[TEXT PROVIDED]
Fairchild and Medina (No.3)
[2018] FCCA 993
•23 February 2018
FEDERAL CIRCUIT COURT OF AUSTRALIA
| FAIRCHILD & MEDINA (No.3) | [2018] FCCA 993 |
| Catchwords: FAMILY LAW – Parenting – best interests of the child – children’s wishes. |
| Legislation: Family Law Act 1975, s.117(2) Family Law Rules 2004 (Cth), r.17.03 |
| Applicant: | MR FAIRCHILD |
| Respondent: | MS MEDINA |
| File Number: | SYC 6362 of 2007 |
| Judgment of: | Judge Henderson |
| Hearing date: | 23 February 2018 |
| Date of Last Submission: | 23 February 2018 |
| Delivered at: | Sydney |
| Delivered on: | 23 February 2018 |
REPRESENTATION
| Counsel for the Applicant: | Ms Christie |
| Solicitors for the Applicant: | Armstrong Legal |
| Counsel for the Respondent: | Mr Blackah |
| Solicitors for the Respondent: | Horowitz & Bilinsky |
| Counsel for the Independent Children's Lawyer: | Ms Webber |
| Solicitors for the Independent Children's Lawyer: | Legal Aid NSW |
ORDERS
The Orders of 18 March 2014 be varied as follows:
(a)Order 1 be amended to read: That the husband and the wife shall do all acts and things and sign all documents necessary to:
(i)Cause the enrolment of and attendance by [X] at (School A), (omitted) to commence in Year 8, 2018.

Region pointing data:
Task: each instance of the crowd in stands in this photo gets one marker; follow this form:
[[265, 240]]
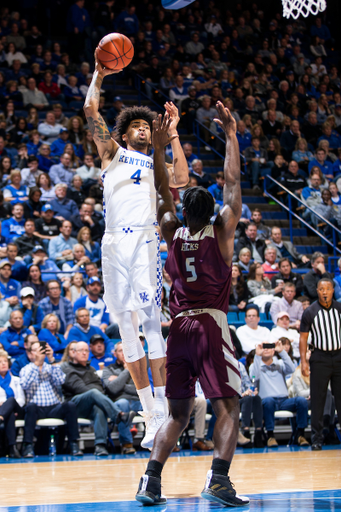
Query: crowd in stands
[[281, 82]]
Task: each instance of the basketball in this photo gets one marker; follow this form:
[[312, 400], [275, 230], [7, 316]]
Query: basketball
[[115, 51]]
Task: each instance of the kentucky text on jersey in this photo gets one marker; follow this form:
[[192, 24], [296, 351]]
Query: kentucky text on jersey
[[136, 161]]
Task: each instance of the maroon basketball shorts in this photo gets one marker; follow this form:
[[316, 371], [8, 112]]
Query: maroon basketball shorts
[[199, 346]]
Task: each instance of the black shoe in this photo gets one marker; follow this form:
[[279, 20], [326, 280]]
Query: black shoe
[[258, 440], [125, 417], [101, 451], [28, 452], [75, 450], [219, 489], [316, 447], [14, 452], [149, 491]]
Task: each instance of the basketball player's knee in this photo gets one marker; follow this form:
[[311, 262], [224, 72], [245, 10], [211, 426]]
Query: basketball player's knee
[[132, 349], [156, 346]]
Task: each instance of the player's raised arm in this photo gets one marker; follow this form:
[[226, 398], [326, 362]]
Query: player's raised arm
[[229, 215], [165, 215], [178, 173], [106, 146]]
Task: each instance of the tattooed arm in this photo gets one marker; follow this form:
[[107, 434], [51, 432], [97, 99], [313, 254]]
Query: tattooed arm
[[106, 146]]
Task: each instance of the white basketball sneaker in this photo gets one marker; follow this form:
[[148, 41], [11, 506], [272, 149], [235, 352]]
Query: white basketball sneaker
[[153, 421]]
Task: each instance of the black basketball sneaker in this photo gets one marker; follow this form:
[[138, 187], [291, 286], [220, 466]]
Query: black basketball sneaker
[[149, 491], [219, 489]]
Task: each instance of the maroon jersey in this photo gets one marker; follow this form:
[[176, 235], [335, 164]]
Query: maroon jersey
[[200, 276]]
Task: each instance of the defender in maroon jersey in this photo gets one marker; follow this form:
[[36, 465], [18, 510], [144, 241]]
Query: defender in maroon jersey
[[199, 344]]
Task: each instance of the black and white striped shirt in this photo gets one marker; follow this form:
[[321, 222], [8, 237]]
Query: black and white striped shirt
[[324, 325]]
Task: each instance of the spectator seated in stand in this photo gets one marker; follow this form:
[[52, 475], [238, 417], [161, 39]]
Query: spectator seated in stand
[[13, 338], [50, 328], [42, 383], [99, 358], [283, 331], [270, 367], [32, 313], [286, 249], [12, 400], [311, 279], [61, 307], [94, 304], [83, 389], [251, 333], [82, 330], [286, 275]]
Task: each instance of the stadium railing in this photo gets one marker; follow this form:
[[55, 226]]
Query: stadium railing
[[292, 197]]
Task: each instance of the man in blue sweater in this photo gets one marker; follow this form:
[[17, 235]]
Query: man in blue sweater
[[83, 331], [14, 227], [13, 338]]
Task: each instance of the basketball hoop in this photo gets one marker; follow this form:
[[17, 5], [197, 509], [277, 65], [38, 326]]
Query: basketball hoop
[[296, 8]]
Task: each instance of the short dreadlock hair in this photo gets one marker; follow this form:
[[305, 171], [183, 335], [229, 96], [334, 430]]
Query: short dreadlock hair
[[199, 204], [128, 115]]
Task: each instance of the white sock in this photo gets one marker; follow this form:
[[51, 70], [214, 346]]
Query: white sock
[[160, 400], [146, 398]]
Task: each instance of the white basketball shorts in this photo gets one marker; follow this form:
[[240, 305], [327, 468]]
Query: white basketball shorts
[[132, 270]]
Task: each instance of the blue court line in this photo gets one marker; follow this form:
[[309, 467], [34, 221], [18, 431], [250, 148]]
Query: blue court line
[[316, 501], [145, 455]]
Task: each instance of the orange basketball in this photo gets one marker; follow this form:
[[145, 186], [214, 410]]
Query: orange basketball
[[115, 51]]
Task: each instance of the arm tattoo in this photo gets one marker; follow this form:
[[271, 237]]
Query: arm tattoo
[[99, 129], [94, 90]]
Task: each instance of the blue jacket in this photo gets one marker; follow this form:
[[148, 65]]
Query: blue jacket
[[10, 335], [76, 334], [57, 343], [12, 229], [64, 207], [11, 289]]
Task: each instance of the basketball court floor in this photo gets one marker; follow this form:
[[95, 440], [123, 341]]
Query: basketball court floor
[[283, 479]]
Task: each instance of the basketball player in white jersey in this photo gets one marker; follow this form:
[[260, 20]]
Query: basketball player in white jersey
[[131, 264]]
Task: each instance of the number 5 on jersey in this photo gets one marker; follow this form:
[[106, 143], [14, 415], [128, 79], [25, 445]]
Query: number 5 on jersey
[[136, 177], [190, 268]]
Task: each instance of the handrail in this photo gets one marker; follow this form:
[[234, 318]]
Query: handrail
[[291, 213], [140, 80]]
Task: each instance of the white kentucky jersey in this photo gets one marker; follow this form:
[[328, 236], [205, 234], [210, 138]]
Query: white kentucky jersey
[[129, 195]]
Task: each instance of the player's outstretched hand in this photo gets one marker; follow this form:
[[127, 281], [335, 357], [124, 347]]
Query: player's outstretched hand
[[173, 112], [103, 71], [226, 121], [161, 126]]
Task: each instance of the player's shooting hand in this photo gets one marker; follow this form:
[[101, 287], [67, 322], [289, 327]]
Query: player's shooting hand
[[173, 112], [161, 126], [103, 71], [226, 121]]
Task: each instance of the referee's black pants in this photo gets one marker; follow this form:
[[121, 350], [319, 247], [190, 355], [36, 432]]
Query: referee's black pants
[[324, 367]]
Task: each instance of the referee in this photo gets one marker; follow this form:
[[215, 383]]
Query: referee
[[323, 321]]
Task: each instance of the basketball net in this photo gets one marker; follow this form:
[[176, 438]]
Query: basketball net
[[296, 8]]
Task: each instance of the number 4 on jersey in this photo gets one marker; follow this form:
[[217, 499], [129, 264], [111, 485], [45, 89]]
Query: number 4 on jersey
[[136, 177]]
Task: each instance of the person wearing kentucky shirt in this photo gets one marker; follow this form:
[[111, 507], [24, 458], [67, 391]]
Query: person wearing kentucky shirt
[[93, 303], [9, 288], [14, 227]]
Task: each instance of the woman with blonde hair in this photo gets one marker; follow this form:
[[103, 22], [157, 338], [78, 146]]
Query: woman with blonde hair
[[76, 289], [92, 249], [15, 192], [76, 129], [12, 401], [50, 328]]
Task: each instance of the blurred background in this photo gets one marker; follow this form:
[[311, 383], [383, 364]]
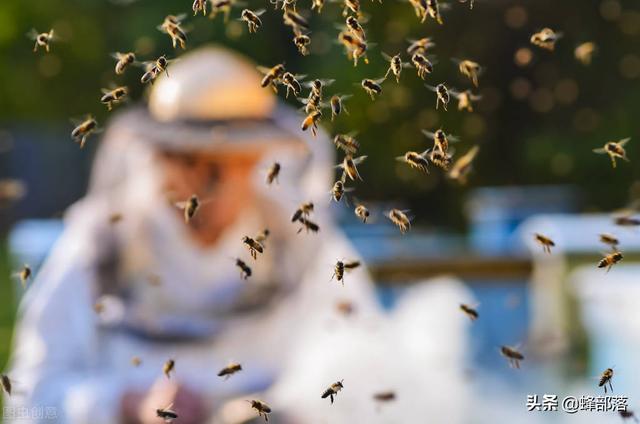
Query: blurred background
[[540, 116]]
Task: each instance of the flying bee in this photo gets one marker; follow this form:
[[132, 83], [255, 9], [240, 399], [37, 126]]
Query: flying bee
[[442, 93], [199, 6], [546, 38], [272, 76], [172, 26], [471, 312], [420, 46], [465, 99], [84, 129], [606, 377], [109, 97], [513, 356], [610, 240], [41, 39], [544, 241], [354, 27], [347, 143], [261, 408], [416, 160], [348, 165], [584, 53], [168, 367], [469, 69], [154, 69], [311, 121], [190, 207], [123, 60], [372, 87], [333, 390], [337, 105], [308, 225], [253, 246], [610, 260], [302, 42], [166, 413], [463, 166], [400, 219], [422, 64], [229, 370], [252, 19], [395, 65], [245, 270], [441, 140], [273, 173], [362, 212], [615, 149], [304, 210]]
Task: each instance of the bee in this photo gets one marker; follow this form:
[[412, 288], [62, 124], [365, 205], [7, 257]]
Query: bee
[[372, 87], [465, 99], [190, 207], [333, 390], [469, 69], [6, 383], [199, 6], [471, 312], [229, 370], [610, 260], [615, 149], [154, 69], [109, 97], [513, 356], [166, 413], [348, 166], [606, 377], [302, 42], [83, 130], [252, 19], [442, 93], [337, 105], [387, 396], [308, 225], [245, 270], [347, 143], [441, 140], [354, 27], [544, 241], [261, 408], [440, 159], [546, 38], [463, 166], [311, 121], [123, 60], [42, 39], [416, 160], [362, 212], [168, 367], [420, 46], [610, 240], [304, 210], [291, 82], [272, 76], [395, 66], [273, 173], [172, 26], [253, 246], [400, 219], [24, 274]]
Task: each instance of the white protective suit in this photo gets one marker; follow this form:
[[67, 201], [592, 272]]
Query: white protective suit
[[281, 323]]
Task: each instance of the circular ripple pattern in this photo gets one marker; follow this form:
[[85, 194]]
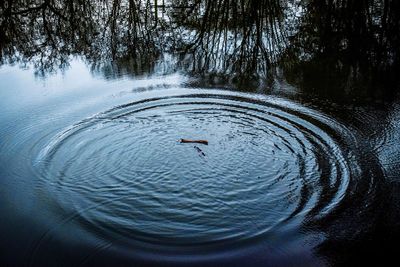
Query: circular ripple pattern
[[269, 163]]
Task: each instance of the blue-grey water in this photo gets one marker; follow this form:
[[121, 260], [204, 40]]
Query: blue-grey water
[[93, 173]]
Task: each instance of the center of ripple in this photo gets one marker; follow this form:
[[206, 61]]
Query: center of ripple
[[124, 172]]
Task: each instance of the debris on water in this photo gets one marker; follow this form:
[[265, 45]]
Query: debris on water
[[200, 151], [204, 142]]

[PROMPT] Which solicitors does the court judgment above list under its representation heading?

[RESULT] Armstrong Legal (for the Applicant), Horowitz & Bilinsky (for the Respondent), and Legal Aid NSW (for the Independent Children's Lawyer).